* **Task prompt**: Copy out all the records exactly.

****************

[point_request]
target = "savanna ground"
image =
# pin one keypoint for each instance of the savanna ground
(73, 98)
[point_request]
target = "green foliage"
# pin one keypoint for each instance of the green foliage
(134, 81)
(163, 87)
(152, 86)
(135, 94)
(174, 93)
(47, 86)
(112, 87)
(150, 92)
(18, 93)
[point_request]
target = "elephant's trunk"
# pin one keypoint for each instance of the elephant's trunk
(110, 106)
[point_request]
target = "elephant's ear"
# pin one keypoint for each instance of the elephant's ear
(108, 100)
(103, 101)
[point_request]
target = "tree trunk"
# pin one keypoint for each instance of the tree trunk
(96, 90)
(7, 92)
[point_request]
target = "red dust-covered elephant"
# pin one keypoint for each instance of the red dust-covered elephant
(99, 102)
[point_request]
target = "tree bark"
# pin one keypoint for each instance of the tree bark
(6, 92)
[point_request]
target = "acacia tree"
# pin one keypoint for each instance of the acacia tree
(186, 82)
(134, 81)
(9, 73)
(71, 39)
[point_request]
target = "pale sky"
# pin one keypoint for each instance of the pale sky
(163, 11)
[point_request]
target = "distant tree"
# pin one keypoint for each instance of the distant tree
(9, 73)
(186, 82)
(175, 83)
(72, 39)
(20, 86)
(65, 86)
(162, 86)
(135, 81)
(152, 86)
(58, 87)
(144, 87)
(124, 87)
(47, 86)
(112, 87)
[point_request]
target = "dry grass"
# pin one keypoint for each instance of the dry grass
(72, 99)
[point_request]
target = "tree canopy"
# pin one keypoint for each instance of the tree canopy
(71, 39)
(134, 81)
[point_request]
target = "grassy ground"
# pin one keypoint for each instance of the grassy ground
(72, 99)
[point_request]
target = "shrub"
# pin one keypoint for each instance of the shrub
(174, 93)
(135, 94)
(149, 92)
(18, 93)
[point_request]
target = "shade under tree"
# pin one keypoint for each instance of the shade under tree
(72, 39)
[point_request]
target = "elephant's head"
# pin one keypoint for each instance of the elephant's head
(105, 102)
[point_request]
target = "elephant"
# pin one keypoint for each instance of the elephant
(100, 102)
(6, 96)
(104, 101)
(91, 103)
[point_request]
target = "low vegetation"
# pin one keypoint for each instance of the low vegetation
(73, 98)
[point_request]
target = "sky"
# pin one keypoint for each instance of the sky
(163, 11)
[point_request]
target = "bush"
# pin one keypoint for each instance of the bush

****************

* **Result for this task**:
[point_request]
target = "savanna ground"
image =
# pin one keypoint for each instance of the savanna ground
(73, 98)
[point_request]
target = "green foliage"
# pin one keypoint for each instance of the green foliage
(134, 81)
(163, 87)
(152, 86)
(135, 94)
(174, 93)
(47, 86)
(112, 87)
(150, 92)
(18, 93)
[point_request]
target = "elephant's trunk"
# pin one keypoint for each instance of the elephant's trunk
(110, 106)
[point_request]
target = "elephant's ear"
# pin one keypoint for each instance of the elephant's ear
(108, 100)
(103, 101)
[point_request]
target = "tree trunk"
# pin one keypoint for each instance of the tree trunk
(96, 90)
(7, 92)
[point_request]
target = "red dust-covered elephant"
# pin one keypoint for each instance of the red dust-covered elephant
(99, 102)
[point_request]
target = "tree bark"
# pin one keypoint for each instance of the tree bark
(6, 92)
[point_request]
target = "acacia tree"
# pin one keypoint for each instance of the acacia tree
(186, 82)
(134, 81)
(9, 73)
(71, 39)
[point_request]
target = "pale sky"
# pin one keypoint for each instance of the pale sky
(163, 11)
[point_request]
target = "distant tree"
# pin one keypoint for each instance of the distant tree
(9, 73)
(186, 82)
(175, 83)
(72, 39)
(20, 86)
(65, 86)
(162, 86)
(135, 81)
(152, 86)
(58, 87)
(144, 87)
(124, 87)
(47, 86)
(112, 87)
[point_request]
target = "dry grass"
# pin one keypoint for each instance of the dry grass
(72, 99)
[point_request]
target = "tree canopy"
# pin one keypoint for each instance of the tree canopy
(71, 39)
(134, 81)
[point_request]
target = "grassy ground"
# pin one keypoint for each instance of the grassy ground
(72, 99)
[point_request]
target = "shrub"
# pin one keypoint for each instance of the shrub
(174, 93)
(135, 94)
(149, 92)
(18, 93)
[point_request]
target = "shade under tree"
# pin one keypoint for each instance of the shade under tree
(72, 39)
[point_request]
target = "elephant's head"
# pin one keypoint for each instance of the elephant's head
(105, 102)
[point_request]
target = "elephant"
# pin one keypoint for each instance of the elephant
(100, 102)
(6, 96)
(104, 101)
(91, 103)
[point_request]
target = "low vegetation"
# pin one keypoint for each instance of the low vegetation
(73, 98)
[point_request]
target = "sky"
# pin one keypoint for each instance of the sky
(163, 11)
[point_request]
target = "bush"
# pin one keypoint for each instance of the bush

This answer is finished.